GIVEN TASK:
Rewrite the listing lines from the one holding "[tag] blurred background: a pin per instance" through the end of the listing, both included, with "buffalo" replaced by "ox" and everything else left unchanged.

DATASET ENTRIES:
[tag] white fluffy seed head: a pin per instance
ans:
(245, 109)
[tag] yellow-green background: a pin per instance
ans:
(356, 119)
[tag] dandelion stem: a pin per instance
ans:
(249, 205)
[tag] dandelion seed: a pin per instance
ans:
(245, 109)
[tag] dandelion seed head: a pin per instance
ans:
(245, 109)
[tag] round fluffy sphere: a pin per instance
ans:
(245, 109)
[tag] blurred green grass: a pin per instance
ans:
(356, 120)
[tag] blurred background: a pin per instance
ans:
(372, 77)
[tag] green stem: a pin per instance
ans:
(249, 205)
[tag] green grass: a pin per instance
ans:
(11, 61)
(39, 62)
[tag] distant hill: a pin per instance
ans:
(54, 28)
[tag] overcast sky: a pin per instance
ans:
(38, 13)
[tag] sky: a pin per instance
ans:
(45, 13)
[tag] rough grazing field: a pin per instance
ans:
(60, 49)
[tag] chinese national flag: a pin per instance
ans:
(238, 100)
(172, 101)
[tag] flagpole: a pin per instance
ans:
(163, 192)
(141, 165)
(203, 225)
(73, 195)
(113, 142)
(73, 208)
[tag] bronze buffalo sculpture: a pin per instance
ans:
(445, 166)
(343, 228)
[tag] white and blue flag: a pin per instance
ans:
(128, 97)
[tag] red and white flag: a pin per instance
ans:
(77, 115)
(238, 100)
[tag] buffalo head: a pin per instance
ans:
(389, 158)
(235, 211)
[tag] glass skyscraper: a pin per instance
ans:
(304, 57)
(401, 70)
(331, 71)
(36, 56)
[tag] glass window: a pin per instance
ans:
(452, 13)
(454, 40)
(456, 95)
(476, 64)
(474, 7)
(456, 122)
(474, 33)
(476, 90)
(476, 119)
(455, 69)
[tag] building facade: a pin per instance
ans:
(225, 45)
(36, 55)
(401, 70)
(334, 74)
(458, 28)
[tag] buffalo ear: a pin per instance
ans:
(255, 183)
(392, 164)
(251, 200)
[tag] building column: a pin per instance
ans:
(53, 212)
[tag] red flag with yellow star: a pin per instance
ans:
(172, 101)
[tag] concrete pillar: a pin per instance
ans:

FULL RESPONSE:
[tag] blurred background: a pin per instance
ans:
(372, 77)
[tag] green stem: a pin per instance
ans:
(249, 205)
[tag] green grass: a pin per instance
ans:
(11, 61)
(39, 62)
[tag] distant hill: a pin per instance
ans:
(54, 28)
[tag] overcast sky: a pin per instance
ans:
(38, 13)
[tag] sky: a pin per instance
ans:
(45, 13)
[tag] rough grazing field: a pin per instance
ans:
(60, 49)
[tag] chinese national flag: a pin per instance
ans:
(238, 100)
(172, 101)
[tag] flagpole: a pin per instance
ans:
(163, 192)
(141, 165)
(203, 225)
(73, 195)
(113, 142)
(73, 208)
[tag] bronze ox sculpture: a pin per instance
ans:
(445, 166)
(343, 228)
[tag] white and blue flag: a pin per instance
ans:
(128, 97)
[tag] red and white flag: a pin per instance
ans:
(77, 115)
(238, 100)
[tag] ox head: a pin per instance
ans:
(389, 158)
(235, 211)
[tag] glass skyscraper: a pin per instance
ans:
(304, 57)
(401, 70)
(331, 71)
(36, 56)
[tag] glass window: a pin per instance
ans:
(452, 13)
(454, 40)
(456, 95)
(476, 64)
(474, 7)
(456, 122)
(474, 33)
(476, 90)
(476, 119)
(455, 69)
[tag] building facade: a pin per instance
ans:
(225, 45)
(36, 55)
(401, 70)
(334, 74)
(458, 28)
[tag] ox ear: a pin per instance
ans:
(255, 183)
(392, 164)
(251, 200)
[tag] building column: a pin per instance
ans:
(53, 212)
[tag] red flag with yellow star: a pin per instance
ans:
(172, 101)
[tag] concrete pillar: a pin per instance
ans:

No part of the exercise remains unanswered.